▶ **DATA FOR PROCESSING**
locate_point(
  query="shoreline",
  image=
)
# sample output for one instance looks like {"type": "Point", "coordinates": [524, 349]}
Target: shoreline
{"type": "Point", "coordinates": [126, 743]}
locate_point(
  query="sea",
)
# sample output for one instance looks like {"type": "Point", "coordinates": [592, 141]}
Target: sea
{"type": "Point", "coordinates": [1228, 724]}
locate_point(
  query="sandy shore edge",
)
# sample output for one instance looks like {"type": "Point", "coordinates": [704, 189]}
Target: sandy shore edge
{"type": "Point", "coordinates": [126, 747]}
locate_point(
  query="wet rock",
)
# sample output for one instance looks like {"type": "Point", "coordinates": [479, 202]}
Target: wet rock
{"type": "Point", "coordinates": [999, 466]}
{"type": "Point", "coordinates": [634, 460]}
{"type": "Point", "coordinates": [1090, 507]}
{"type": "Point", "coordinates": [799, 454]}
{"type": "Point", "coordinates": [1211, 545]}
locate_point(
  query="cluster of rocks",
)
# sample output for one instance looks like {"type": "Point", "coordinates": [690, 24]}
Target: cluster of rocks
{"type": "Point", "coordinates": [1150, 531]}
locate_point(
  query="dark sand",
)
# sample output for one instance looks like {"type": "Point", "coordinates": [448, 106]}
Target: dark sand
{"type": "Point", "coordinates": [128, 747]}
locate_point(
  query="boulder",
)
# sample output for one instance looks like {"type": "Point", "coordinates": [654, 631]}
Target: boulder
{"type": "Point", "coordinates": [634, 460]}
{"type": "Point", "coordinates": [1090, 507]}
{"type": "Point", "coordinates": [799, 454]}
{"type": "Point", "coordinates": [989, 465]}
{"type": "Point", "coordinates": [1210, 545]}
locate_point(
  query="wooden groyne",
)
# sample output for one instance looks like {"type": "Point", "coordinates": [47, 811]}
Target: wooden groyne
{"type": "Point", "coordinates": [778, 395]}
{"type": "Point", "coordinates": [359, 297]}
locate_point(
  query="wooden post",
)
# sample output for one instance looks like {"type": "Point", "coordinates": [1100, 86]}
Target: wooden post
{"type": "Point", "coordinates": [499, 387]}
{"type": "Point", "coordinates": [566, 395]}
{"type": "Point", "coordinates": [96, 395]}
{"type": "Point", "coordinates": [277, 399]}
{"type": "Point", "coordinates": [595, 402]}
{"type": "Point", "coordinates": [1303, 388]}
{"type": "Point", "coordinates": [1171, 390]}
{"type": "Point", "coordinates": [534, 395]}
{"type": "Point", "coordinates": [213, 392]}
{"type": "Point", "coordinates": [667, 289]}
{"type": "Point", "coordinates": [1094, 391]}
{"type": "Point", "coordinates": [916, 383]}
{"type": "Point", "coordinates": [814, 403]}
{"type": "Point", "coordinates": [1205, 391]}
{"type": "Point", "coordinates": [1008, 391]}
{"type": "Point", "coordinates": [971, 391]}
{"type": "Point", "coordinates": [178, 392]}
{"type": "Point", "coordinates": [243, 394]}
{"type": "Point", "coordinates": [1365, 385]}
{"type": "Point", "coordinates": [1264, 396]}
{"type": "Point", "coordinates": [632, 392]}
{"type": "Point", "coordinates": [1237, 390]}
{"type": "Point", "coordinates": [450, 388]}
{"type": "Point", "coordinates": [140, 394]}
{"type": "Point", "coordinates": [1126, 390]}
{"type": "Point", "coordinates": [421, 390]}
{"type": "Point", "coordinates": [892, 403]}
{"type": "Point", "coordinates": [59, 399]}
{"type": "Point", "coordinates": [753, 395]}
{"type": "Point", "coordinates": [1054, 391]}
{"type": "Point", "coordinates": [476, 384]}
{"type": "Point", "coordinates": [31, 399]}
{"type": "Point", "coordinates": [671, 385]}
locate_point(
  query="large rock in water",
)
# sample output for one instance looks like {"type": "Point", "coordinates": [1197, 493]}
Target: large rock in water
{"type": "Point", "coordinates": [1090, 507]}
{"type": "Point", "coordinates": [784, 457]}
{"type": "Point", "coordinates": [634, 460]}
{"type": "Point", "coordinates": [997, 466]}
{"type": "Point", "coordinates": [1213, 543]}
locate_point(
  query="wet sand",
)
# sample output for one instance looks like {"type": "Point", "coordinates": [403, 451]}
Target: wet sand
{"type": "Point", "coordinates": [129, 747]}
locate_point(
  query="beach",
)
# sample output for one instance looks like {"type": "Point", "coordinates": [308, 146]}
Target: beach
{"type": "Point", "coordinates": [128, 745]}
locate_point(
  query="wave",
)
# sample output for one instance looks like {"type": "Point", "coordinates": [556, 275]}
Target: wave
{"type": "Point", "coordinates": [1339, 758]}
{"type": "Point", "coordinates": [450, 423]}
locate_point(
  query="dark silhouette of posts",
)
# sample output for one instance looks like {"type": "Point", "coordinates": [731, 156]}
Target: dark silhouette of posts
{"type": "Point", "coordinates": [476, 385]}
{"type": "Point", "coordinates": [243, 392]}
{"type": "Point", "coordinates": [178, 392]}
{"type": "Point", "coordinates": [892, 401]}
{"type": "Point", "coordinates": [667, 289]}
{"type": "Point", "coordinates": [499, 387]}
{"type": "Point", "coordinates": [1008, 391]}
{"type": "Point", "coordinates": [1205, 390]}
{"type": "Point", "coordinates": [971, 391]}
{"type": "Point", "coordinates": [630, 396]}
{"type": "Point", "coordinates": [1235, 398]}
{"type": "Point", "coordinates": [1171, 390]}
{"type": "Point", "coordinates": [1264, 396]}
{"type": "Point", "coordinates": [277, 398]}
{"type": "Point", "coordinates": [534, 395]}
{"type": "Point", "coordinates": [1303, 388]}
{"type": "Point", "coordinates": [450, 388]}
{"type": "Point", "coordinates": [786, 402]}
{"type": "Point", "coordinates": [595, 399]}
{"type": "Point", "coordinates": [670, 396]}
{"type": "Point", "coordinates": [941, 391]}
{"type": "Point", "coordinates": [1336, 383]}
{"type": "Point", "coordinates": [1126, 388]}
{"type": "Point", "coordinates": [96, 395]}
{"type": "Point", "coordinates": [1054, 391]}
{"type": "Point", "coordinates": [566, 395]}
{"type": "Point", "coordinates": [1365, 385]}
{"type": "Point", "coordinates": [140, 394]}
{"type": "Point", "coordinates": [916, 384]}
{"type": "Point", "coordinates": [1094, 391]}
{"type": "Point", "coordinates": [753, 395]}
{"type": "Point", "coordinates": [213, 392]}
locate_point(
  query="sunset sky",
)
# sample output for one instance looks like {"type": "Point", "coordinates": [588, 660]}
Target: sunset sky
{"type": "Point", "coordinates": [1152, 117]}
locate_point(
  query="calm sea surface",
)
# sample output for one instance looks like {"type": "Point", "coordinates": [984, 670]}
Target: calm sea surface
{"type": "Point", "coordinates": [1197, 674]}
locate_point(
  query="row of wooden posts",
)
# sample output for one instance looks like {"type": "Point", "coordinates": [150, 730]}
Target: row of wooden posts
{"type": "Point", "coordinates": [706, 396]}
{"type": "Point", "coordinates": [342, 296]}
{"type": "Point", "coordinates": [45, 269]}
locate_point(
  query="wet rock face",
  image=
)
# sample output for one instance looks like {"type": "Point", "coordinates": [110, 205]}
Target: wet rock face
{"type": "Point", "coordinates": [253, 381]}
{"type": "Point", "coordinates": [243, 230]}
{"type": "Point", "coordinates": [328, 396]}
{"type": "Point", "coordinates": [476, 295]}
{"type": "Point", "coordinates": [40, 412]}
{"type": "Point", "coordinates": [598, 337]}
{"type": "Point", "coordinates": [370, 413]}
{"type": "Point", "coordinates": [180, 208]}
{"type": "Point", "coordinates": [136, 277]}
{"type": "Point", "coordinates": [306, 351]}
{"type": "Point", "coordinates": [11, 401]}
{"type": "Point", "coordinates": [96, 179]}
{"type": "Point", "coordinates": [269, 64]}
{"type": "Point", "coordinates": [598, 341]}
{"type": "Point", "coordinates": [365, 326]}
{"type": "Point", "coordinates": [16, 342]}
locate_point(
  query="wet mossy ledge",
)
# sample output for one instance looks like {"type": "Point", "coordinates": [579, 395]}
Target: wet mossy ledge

▶ **WHAT THE TASK REQUIRES**
Count the lines in the data above that contain the string "surface", and reply with that number alone.

▶ **REPLY TO THE TASK**
2